### The request
Pull out everything from the very start of the items below down to and including the line with "0,488 -> 1200,758", and reproduce those lines word for word.

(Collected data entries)
>>>

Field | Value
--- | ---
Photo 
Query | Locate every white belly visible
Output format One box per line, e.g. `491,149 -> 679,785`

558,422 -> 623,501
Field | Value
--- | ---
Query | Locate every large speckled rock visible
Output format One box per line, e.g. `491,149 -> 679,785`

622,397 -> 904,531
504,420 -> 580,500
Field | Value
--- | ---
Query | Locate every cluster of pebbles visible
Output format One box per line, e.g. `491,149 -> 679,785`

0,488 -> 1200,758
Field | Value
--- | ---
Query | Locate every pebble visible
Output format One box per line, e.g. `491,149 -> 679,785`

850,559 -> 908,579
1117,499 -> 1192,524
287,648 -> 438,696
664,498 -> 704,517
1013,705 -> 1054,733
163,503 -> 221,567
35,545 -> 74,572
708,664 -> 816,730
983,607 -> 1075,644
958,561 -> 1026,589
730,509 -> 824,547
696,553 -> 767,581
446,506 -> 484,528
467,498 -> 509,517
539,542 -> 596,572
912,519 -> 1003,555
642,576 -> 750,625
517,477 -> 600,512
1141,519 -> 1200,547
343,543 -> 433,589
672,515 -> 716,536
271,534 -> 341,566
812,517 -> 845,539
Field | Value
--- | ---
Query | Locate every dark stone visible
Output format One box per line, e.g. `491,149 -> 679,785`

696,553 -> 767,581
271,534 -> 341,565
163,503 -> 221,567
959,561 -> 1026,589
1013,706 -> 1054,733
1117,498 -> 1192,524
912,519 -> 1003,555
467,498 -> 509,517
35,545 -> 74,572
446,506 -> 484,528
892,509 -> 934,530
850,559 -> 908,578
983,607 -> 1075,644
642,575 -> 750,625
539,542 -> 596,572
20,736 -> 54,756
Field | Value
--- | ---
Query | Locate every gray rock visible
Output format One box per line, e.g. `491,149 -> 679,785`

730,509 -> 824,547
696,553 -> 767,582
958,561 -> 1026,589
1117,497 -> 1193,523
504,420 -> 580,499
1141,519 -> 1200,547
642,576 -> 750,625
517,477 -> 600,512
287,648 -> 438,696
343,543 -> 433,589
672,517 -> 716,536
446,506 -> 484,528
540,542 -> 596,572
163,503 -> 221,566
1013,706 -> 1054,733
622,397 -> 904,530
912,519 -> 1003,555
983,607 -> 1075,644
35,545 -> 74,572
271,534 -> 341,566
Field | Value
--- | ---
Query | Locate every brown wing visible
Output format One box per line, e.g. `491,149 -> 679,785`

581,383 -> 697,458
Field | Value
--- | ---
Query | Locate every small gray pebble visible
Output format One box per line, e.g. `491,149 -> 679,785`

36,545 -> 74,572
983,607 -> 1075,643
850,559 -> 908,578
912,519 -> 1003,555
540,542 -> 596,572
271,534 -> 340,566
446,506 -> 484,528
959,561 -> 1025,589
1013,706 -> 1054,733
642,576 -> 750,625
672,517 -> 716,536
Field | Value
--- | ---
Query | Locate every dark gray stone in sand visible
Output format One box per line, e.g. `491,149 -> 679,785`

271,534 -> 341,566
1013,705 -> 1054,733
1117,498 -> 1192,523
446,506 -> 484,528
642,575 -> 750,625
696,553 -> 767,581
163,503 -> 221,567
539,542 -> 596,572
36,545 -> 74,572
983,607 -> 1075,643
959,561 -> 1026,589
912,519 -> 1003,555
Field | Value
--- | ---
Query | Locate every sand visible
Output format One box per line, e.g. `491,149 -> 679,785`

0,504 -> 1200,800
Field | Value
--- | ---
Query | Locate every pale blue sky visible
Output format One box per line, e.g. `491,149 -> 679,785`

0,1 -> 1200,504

<<<

### Answer for the task
Field | Value
--- | ---
Photo 
Query | Locate every white belly visible
Output format One box per line, e.g. `491,149 -> 679,785`

558,422 -> 623,501
Field | Value
--- | ---
Query | Locate every large speckled rock visible
Output format One box per line, e.g. `491,149 -> 679,785`

622,397 -> 904,531
504,420 -> 580,500
Field | Value
--- | ---
Query | Locate every cluster of pebbles visible
Output format One box per line, e.g. `491,149 -> 679,785`

0,488 -> 1200,758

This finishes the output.